**Raw records**
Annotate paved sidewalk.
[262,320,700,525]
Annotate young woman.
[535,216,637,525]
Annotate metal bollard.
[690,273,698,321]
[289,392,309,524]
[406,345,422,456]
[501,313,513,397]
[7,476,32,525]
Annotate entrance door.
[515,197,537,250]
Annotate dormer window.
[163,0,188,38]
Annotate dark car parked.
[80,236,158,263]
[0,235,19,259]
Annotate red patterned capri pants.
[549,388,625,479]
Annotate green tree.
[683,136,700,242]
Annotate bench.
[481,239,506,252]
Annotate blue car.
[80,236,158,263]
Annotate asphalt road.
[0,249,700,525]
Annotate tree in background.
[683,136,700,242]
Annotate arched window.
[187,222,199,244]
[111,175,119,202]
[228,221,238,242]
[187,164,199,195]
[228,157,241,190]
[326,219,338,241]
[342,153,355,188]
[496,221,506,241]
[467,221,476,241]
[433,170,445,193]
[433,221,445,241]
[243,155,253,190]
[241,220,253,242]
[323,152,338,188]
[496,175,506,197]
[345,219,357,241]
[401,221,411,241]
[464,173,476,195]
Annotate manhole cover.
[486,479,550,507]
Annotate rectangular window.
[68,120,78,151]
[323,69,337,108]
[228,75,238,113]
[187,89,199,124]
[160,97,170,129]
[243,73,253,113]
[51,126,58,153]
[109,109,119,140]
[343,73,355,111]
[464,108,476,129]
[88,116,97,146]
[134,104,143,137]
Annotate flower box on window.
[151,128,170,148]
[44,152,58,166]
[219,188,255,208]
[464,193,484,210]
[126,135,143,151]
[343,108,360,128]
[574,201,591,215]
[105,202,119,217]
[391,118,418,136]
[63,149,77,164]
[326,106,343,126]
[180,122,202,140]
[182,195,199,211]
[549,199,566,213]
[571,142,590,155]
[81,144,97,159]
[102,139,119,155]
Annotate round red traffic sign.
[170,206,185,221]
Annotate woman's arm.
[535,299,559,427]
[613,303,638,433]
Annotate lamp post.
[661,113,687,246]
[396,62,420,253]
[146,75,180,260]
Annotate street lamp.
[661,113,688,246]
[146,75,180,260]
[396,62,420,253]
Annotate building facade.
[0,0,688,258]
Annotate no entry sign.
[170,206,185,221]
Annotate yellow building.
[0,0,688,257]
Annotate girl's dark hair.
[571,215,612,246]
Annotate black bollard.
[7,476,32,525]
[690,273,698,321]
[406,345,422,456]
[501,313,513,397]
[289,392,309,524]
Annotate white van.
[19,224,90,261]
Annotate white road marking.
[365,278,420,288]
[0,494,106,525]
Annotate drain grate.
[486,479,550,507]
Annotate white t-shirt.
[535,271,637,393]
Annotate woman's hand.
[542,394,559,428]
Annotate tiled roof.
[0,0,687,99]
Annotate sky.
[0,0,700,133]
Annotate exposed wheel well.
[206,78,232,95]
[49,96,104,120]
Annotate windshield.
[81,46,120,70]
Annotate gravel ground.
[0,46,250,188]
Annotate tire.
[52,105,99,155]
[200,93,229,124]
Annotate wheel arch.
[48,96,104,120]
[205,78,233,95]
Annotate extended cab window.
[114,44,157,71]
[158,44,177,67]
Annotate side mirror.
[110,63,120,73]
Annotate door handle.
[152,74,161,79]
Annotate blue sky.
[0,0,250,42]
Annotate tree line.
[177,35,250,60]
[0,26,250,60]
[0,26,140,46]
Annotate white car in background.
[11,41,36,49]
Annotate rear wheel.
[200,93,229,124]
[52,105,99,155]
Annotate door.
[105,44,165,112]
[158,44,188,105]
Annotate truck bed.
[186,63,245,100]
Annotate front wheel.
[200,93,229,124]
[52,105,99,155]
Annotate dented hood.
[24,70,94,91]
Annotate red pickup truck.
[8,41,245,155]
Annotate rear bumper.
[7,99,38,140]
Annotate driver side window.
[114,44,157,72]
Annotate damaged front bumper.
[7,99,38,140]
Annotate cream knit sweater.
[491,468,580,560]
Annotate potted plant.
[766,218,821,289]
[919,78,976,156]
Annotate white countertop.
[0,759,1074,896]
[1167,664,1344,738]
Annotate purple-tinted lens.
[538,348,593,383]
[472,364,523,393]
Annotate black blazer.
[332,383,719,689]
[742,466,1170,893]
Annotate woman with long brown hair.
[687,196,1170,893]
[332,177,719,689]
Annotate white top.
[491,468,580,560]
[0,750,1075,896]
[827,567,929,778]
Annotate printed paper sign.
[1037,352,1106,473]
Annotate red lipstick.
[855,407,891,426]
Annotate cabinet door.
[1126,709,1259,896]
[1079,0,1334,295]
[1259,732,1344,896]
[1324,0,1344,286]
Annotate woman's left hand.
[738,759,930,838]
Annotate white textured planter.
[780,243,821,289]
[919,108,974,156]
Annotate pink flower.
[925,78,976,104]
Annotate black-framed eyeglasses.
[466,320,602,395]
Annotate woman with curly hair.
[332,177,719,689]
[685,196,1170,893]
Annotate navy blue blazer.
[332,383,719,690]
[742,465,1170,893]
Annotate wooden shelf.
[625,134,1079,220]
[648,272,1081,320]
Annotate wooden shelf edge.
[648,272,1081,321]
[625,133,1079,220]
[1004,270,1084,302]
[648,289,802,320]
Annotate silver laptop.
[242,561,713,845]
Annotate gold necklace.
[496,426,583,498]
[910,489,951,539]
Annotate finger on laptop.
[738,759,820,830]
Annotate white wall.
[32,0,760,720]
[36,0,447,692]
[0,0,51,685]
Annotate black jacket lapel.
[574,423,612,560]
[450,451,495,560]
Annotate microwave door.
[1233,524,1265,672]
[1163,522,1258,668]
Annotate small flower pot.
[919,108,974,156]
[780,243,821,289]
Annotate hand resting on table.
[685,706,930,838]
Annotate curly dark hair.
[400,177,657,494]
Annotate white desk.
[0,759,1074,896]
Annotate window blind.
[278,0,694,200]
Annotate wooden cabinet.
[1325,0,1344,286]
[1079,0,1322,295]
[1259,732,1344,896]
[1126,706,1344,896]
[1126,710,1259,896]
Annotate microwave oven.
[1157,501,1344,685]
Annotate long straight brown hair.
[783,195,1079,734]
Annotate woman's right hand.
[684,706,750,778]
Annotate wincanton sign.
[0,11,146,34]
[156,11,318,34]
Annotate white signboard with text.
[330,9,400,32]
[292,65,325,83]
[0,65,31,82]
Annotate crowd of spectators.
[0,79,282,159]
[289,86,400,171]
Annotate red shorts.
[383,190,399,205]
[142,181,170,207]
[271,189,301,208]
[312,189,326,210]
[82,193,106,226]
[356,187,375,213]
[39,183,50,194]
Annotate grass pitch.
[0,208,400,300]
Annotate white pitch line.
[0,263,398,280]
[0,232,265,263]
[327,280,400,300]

--

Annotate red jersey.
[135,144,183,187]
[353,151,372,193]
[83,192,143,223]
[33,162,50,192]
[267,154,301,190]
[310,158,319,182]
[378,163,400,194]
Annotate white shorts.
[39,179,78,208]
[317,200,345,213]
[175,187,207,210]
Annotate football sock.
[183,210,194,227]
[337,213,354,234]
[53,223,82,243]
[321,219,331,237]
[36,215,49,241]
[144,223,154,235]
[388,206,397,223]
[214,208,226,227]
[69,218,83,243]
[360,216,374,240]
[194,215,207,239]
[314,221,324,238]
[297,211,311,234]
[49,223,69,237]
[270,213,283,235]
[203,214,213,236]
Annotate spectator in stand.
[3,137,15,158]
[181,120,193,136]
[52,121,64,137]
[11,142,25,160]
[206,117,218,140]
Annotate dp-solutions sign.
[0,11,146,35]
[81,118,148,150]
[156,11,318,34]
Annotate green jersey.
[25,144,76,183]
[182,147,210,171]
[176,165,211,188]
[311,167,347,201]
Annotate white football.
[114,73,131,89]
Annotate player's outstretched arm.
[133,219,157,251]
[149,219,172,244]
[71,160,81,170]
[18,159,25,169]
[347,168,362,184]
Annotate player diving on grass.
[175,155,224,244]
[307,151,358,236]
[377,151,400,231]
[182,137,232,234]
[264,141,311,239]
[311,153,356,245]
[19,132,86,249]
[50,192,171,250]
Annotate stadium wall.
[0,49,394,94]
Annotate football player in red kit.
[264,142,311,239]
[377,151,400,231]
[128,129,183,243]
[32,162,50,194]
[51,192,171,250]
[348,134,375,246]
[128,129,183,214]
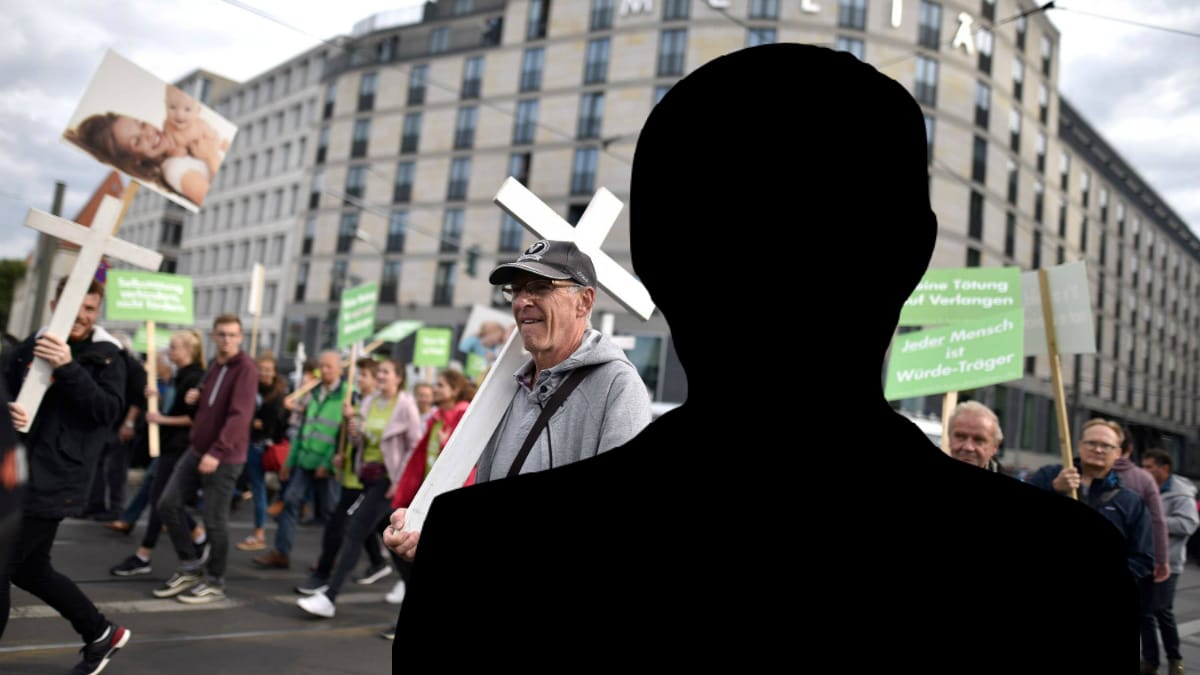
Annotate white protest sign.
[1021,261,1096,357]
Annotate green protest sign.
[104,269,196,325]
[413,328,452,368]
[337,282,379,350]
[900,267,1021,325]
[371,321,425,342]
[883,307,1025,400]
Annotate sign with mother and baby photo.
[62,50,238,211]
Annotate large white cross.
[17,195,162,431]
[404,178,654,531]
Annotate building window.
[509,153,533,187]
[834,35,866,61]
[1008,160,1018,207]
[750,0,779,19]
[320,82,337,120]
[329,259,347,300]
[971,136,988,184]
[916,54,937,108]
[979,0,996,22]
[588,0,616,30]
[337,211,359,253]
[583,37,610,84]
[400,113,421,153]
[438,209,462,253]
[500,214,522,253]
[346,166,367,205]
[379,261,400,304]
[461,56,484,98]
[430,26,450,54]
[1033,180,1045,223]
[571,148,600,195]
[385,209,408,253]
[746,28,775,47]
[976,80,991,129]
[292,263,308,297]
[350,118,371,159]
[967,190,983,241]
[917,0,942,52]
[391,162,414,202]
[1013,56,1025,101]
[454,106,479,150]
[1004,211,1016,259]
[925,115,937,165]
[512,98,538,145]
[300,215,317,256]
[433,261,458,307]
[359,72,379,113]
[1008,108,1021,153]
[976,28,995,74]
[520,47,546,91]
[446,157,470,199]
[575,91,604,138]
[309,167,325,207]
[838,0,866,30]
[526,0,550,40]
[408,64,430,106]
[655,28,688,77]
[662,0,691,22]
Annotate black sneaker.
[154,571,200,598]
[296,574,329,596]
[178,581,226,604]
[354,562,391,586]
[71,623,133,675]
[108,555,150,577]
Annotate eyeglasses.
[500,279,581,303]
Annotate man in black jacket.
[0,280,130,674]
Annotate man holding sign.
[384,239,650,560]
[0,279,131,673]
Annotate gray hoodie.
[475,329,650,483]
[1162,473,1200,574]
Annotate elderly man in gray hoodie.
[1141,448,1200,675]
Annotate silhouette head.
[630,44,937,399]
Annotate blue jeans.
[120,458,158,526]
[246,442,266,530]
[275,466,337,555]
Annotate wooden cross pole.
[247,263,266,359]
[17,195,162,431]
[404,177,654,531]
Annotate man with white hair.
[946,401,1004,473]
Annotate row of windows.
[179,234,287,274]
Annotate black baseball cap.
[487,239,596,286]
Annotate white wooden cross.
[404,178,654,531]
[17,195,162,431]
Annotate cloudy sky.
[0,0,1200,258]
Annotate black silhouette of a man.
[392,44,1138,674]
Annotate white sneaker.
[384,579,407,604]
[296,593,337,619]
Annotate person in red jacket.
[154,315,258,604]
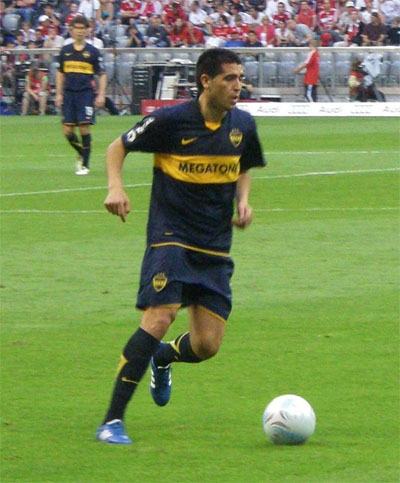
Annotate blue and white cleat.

* * *

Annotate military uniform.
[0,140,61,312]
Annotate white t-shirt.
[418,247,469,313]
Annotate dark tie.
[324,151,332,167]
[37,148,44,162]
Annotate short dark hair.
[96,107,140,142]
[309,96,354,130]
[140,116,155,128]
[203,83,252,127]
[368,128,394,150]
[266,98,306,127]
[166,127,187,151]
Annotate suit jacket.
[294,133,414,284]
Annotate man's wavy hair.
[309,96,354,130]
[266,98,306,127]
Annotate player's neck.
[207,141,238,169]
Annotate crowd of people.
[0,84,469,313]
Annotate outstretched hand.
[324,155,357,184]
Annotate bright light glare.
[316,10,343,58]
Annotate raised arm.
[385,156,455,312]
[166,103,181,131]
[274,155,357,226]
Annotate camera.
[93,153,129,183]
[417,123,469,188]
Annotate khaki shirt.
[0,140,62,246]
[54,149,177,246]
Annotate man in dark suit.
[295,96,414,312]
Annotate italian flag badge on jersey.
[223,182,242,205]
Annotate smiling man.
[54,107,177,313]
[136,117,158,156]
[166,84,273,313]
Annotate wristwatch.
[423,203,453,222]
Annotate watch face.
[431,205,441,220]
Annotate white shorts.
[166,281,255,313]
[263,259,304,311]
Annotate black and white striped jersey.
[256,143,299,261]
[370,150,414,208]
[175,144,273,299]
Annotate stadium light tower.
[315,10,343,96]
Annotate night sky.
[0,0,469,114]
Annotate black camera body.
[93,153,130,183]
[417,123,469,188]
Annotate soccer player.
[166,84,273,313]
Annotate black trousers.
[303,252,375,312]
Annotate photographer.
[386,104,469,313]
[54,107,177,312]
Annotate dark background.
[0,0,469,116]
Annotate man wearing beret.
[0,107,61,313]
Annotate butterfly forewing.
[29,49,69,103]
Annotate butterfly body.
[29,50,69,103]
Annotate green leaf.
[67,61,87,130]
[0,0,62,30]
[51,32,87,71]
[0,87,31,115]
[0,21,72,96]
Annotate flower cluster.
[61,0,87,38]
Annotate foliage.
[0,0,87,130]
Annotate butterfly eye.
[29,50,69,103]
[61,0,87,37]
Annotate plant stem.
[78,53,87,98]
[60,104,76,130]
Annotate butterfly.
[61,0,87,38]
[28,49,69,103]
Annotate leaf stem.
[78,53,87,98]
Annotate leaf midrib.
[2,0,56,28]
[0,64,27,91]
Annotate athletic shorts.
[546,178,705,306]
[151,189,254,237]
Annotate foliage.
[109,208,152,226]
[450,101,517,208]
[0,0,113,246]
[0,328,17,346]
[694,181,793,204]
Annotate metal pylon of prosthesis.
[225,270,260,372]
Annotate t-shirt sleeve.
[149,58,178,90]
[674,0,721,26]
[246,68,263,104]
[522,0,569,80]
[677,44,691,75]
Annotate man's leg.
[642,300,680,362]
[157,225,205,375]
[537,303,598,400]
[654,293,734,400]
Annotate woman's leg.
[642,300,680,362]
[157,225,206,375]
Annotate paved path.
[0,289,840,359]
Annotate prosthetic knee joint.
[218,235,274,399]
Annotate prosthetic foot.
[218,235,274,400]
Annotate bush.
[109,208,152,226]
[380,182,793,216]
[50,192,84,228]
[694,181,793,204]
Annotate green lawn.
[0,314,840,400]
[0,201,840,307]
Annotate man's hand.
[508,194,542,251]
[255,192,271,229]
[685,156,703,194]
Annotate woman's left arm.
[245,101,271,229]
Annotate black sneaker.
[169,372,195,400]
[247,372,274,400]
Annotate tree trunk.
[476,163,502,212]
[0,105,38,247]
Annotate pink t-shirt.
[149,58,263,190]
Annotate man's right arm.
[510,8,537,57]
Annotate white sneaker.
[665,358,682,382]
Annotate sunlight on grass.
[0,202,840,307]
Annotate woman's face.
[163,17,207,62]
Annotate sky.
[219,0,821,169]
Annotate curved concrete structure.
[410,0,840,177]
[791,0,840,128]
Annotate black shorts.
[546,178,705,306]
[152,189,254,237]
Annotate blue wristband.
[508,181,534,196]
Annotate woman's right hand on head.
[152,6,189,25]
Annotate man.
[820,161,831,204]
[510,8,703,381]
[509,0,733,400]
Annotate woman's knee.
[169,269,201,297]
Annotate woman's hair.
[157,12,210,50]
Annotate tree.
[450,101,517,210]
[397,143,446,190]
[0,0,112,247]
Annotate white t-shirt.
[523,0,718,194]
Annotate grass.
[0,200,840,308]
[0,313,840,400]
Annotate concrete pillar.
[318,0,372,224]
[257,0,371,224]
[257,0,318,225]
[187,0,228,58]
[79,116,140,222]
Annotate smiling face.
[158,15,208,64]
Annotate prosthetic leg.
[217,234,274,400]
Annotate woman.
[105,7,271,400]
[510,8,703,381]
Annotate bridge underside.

**Work required**
Collect every line of the material above that contains the word "rear", and note that case matters.

**Task answer**
Annotate rear wheel.
Annotate rear bumper.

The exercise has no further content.